Paint Understands – Using Art to Express the Unbearable

“If I could say it in words there would be no reason to paint it.” – Edward Hopper

We tell small children to use their words. We want to teach them to express negative feelings verbally rather than through biting, scratching or kicking.

What do you do when words cannot adequately express the saddest parts of our hearts? When the darkness is so great you are swallowed in inky pain?

Give them paint, brushes or a lump of clay.

As an Artist, I’ve often struggled over my message and if it would be meaningful to anyone. I retreated to safe themes: flamboyant gardens and florals. Who doesn’t like flowers? But they were mute little bouquets – mine had nothing much to say.

At the end of 2012 my mother’s Avon lady found her in the driveway disoriented and unable to breathe. On the way to the ER Mom told me that she did not want to die this way. “Are you dying?” The child in me expected my mother to tell me what to do and how to do it. She has always been the Matriarch, the Oracle, Everything. Now I was speaking for her. They told us repeatedly that Mom was close to death. And each time they would intubate her and we’d wait for the next trauma.

My days were daily rounds of dropping children off with a babysitter, sitting in the icy ICU watching machines breathe for my elderly mother and wondering if this was what she wanted.it was wrenching to make calls of life and death even those based on her own wishes. But I did – every day. Just when you think you could not take another bout of her dying – it would happen again. I felt like a warrior – defending my mother and speaking for her. I could not paint during this time but I sure did a lot of praying.

Mom slowly improved and they moved her to a rehab facility, I took a painting class. I was creatively stiff and needed the exercise. The instructor asked us to create a painting based on death. I was stunned. “C’mon” he said, “All Art is about Sex and Death, anyway!”

I stood silently in front of my canvas and wondered how to depict what little I knew of death. I recalled my mom in the ICU. I had wondered where “she” had been and what the experience might have been like for her. I thought of my Mom – so much had happened but death had not taken her from me. I sketched an image of Mom, colorless and intubated in a hospital bed. It was dramatic and certainly adquately gruesome but empty and superficial. I hadn’t painted the truth. I wanted to reach the essence of the strange place she might have been, in her fluid-filled and sedated state – the odd feeling of floating along hospital corridors wraith-like and wondering what you would discover at your destination. The struggle to find meaning in it all.

Stored data
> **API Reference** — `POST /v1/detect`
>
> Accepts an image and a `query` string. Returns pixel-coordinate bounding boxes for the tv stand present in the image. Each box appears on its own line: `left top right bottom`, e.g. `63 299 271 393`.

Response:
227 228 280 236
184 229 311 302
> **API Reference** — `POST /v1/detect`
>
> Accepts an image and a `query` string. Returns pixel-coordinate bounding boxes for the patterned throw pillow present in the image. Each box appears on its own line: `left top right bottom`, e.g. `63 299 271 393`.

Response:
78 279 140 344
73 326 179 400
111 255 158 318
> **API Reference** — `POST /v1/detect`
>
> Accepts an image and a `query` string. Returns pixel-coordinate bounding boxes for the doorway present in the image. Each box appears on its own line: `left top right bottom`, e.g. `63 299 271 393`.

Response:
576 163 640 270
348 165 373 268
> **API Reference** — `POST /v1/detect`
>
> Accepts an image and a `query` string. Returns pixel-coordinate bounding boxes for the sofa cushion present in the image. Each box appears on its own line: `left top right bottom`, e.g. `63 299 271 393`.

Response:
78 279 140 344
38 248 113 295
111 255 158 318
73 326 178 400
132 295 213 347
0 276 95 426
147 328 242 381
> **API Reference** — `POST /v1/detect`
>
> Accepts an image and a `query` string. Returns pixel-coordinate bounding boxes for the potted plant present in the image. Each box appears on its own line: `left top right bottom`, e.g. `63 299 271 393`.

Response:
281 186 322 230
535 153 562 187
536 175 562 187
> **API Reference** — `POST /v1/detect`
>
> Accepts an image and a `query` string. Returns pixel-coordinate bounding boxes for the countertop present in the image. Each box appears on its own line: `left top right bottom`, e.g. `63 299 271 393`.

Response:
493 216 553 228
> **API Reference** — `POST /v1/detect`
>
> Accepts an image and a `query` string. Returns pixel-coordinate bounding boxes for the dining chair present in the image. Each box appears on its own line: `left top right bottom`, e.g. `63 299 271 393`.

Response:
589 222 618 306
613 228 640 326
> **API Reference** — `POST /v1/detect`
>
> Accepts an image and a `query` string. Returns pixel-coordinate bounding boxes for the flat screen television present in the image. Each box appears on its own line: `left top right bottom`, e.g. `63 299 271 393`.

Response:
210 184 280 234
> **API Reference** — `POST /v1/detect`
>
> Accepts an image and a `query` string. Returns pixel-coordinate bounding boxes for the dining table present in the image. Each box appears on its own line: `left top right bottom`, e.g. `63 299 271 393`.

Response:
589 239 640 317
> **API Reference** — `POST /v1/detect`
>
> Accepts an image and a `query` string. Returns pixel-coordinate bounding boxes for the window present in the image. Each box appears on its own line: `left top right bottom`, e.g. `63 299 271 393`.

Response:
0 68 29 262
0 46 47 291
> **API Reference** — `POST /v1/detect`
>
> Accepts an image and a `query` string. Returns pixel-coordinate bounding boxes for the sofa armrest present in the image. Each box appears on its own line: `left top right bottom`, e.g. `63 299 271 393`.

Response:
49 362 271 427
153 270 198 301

Task instructions
a – In the essay on art and grief, who found the writer's mother in the driveway at the end of 2012?
b – From the essay on art and grief, copy the part that begins with "Paint Understands –" and ends after "scratching or kicking.".

Task answers
a – Her Avon lady found her there.

b –
Paint Understands – Using Art to Express the Unbearable

“If I could say it in words there would be no reason to paint it.” – Edward Hopper

We tell small children to use their words. We want to teach them to express negative feelings verbally rather than through biting, scratching or kicking.